YOUR TASK: Write out all the material below again, substituting "for each instance" for every "per instance" and keeping everything else the same.

PROVIDED MATERIAL:
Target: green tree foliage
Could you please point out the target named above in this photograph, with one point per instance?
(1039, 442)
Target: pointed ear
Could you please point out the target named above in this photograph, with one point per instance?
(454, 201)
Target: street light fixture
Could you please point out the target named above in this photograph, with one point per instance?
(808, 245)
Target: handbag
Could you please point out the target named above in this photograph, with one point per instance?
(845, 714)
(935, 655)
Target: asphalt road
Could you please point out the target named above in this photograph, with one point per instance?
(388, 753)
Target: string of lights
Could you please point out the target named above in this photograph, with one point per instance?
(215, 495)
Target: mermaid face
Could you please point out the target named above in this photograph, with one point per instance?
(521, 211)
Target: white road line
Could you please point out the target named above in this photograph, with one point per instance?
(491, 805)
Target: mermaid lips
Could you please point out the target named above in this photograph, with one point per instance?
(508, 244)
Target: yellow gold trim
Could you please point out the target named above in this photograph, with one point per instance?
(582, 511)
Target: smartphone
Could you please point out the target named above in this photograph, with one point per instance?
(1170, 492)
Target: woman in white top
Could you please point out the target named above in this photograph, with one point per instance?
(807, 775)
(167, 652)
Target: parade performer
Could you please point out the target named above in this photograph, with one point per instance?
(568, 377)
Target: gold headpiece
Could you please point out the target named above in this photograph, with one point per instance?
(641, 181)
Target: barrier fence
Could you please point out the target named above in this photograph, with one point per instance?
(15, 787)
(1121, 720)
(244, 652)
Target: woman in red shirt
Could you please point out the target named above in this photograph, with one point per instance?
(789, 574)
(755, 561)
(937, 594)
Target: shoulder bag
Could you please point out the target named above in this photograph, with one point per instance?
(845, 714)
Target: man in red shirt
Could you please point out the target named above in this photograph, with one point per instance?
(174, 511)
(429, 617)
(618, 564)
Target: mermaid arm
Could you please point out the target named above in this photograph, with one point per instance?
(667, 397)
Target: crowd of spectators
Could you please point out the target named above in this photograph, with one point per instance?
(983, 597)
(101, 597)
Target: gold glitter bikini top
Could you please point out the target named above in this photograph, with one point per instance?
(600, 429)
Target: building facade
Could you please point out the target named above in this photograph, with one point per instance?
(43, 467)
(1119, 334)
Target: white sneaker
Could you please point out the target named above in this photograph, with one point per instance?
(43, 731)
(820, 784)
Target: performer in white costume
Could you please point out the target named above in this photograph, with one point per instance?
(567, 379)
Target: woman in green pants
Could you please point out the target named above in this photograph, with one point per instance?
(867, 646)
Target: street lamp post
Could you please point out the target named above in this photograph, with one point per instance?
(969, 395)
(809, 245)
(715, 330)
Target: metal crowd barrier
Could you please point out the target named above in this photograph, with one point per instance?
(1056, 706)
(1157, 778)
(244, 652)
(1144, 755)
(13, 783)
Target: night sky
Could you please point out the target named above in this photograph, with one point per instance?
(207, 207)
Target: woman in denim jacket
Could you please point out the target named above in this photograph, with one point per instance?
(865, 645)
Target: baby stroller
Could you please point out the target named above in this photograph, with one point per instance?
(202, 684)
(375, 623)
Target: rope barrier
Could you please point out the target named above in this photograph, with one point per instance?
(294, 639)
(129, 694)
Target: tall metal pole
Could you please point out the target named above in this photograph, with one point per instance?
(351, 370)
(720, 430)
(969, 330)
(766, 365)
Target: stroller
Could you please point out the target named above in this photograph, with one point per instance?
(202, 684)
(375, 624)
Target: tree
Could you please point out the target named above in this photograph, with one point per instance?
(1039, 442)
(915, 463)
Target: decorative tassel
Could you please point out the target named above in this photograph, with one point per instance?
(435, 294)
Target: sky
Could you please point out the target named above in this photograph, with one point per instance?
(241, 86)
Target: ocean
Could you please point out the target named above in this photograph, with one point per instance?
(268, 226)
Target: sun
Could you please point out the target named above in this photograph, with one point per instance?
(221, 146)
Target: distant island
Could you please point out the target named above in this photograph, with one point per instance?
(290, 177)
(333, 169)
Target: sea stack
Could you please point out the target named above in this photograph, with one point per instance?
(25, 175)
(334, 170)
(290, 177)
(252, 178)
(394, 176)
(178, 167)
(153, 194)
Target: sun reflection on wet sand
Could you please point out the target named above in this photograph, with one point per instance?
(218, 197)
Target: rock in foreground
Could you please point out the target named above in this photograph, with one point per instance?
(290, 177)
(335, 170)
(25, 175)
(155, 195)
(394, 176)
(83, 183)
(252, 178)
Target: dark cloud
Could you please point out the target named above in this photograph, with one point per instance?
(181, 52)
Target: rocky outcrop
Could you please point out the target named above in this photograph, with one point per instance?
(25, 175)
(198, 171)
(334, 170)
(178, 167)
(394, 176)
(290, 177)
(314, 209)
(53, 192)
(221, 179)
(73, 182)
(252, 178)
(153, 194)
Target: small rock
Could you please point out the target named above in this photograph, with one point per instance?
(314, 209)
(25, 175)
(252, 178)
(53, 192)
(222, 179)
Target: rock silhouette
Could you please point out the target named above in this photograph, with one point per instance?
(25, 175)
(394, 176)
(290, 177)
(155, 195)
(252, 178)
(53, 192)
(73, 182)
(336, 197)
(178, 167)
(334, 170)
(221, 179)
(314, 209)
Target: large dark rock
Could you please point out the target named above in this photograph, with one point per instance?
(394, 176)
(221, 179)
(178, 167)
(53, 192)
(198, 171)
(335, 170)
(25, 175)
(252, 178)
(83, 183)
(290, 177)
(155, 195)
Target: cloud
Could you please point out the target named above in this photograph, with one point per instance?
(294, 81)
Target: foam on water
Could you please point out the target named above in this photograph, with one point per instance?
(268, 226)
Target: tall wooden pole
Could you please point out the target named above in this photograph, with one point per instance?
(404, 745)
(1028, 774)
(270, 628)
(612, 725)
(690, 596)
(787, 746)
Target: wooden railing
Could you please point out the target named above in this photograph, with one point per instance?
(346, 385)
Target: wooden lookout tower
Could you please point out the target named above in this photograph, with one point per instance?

WORKED ANSWER:
Target: green tree foliage
Could you please point out the target named above in this photograph, with one point for each instance?
(1039, 442)
Target: pointed ear
Could you please point out the target named above in this photograph, with one point for each instance?
(454, 201)
Target: street light fixture
Could you please point out the target named above in this photograph, with one point for each instance?
(808, 245)
Target: handbag
Could you please point out the target named above in this photograph, with one point for each instance?
(845, 714)
(935, 655)
Target: asphalt road
Could you please point out the target named above in this photograph, with one point for each instance?
(388, 753)
Target: string of lights
Could you please point out the target named above in this photograph, with one point for each instance?
(215, 495)
Target: mermaid face
Could you please point out the target named above in this photograph, with one point for each instance?
(521, 211)
Target: white road line
Could you please point out the target named above in this photograph, with one point for each instance?
(491, 805)
Target: mermaid lips
Could you please point out the target named above in this photograph, with one point for each instance?
(508, 244)
Target: yellow gold trim
Could you please point out the target named above in this photograph, with one point for each instance?
(582, 511)
Target: smartphone
Could you please point out the target named above in this photograph, with one point for each instance?
(1170, 492)
Target: woman in white top
Could you please point out the target named above in this photograph, with one point for each instance?
(807, 775)
(167, 652)
Target: parade performer
Could you please point out the target named above in this photograph, with one point for each instance?
(568, 377)
Target: gold headpiece
Could you please point out the target named above in this photograph, with one point for each instance?
(641, 181)
Target: barrier fence
Could you please point out the target named above in this photograph, with one point for each instance?
(15, 787)
(1121, 720)
(244, 652)
Target: woman in red shirt
Could you please point out the target named above in this photograph, with one point for each instance?
(789, 574)
(755, 561)
(937, 594)
Target: shoulder bag
Could you please point out the target named above in this photograph, with one point for each instance?
(845, 714)
Target: man in red shirt
Could you please point out the target named above in this photograph, with one point for each instance?
(174, 511)
(429, 617)
(618, 564)
Target: mermaid arm
Could you please point out the target named above in this photograph, with one point for each instance?
(667, 397)
Target: crowd of spectators
Could you please point out the target named above in this photograph, with one point for each instance?
(983, 597)
(101, 597)
Target: gold glitter bikini top
Could you please point out the target named above in this photograph, with one point for each instance?
(600, 429)
Target: building facade
Could you please point out the target named above in this photograph, with one point for each instance?
(43, 467)
(1119, 334)
Target: white sneaker
Could you please point out the target named above in this photograph, with one point for each instance?
(43, 731)
(820, 784)
Target: performer in white costume
Could you please point out the target named above in this photograph, with one point for each instance?
(567, 379)
Target: woman in green pants
Could you please point out the target named above in this photograph, with one point for each instance?
(867, 646)
Target: street lamp post
Could you please point out the target named above in this photograph, with one point for each instance?
(969, 395)
(809, 245)
(715, 330)
Target: metal crowd barrier
Could you please point out the target named above in this photograph, with one point for each instance?
(1056, 706)
(1157, 778)
(244, 652)
(1144, 755)
(13, 783)
Target: night sky
Could you please point out the target named above in this photograph, with one point for each instance?
(207, 207)
Target: woman in denim jacket
Could you please point out the target named above in this photograph, with one point for each instance?
(865, 645)
Target: baby stroller
Could you please point out the target named above in this photograph, with one point for each instance?
(202, 684)
(375, 623)
Target: rope barrier
Could you please point out the target named above in this photograph, with one point for each instance?
(294, 639)
(129, 694)
Target: tall metal pole
Could you please point out the target named above in this photograph, with one point for each instance?
(351, 370)
(720, 430)
(969, 330)
(766, 365)
Target: stroller
Could you please point out the target named above in this photograph, with one point for each instance?
(202, 684)
(375, 624)
Target: tree
Could you please point out the target named above in this photograph, with one point for each instance?
(1039, 442)
(915, 463)
Target: decorative tassel
Could you please point out the target named above in this photograph, with one point for each instance?
(435, 294)
Target: sky
Could you please point out the target named above in this photograph, with one point for each instance?
(241, 86)
Target: ocean
Could you please point out the target named above in this photograph, with one point for each instance?
(268, 226)
Target: sun
Could you please point out the target named above in this photograph, with one point for each instance?
(221, 146)
Target: distant island
Could you please point out the target named above in this photograph, with one point for each instance?
(290, 177)
(333, 169)
Target: sea stack
Could you please point out the target named above in this photograph, with one point for each instance?
(25, 175)
(334, 170)
(290, 177)
(252, 178)
(394, 176)
(178, 167)
(153, 194)
Target: sun reflection on wet sand
Could you please point out the target named above in this photograph, with one point for each instance?
(218, 197)
Target: rock in foreground
Could you please point out the target named above in this photograph, with one point for each instance?
(290, 177)
(335, 170)
(25, 175)
(155, 195)
(394, 176)
(83, 183)
(252, 178)
Target: dark cloud
Could you please point out the target named above in this photograph, with one point for each instance?
(181, 52)
Target: rocky outcrop
Could you please point out the target named above in this photograph, with one point for each instance?
(25, 175)
(198, 171)
(334, 170)
(178, 167)
(394, 176)
(290, 177)
(314, 209)
(53, 192)
(221, 179)
(73, 182)
(252, 178)
(153, 194)
Target: small rock
Could you please point out the target named above in this photograph, with one point for each instance?
(314, 209)
(25, 175)
(252, 178)
(53, 192)
(222, 179)
Target: rock silhouette
Could you please point out the target named above in this photograph, with one point for each instance?
(25, 175)
(394, 176)
(290, 177)
(155, 195)
(252, 178)
(53, 192)
(73, 182)
(336, 197)
(178, 167)
(334, 170)
(221, 179)
(314, 209)
Target: large dark rock
Could you please point out the target named above in this photograph, with one point for each instance?
(394, 176)
(221, 179)
(178, 167)
(53, 192)
(198, 171)
(335, 170)
(25, 175)
(252, 178)
(83, 183)
(290, 177)
(155, 195)
Target: cloud
Could you please point out the target named above in this photograph, with one point for each instance?
(294, 81)
Target: foam on water
Could you please point out the target named above in this photograph, with one point for each instance?
(268, 226)
Target: tall wooden pole
Could you please point out the target named above in this photograph, with one point for each instance?
(404, 745)
(1028, 774)
(270, 628)
(612, 725)
(690, 596)
(787, 746)
Target: wooden railing
Could you please point out the target named above in this photograph, with one point for each instance?
(346, 385)
Target: wooden lookout tower
Could you please point out the target named above in this photograph, with one point for each instance?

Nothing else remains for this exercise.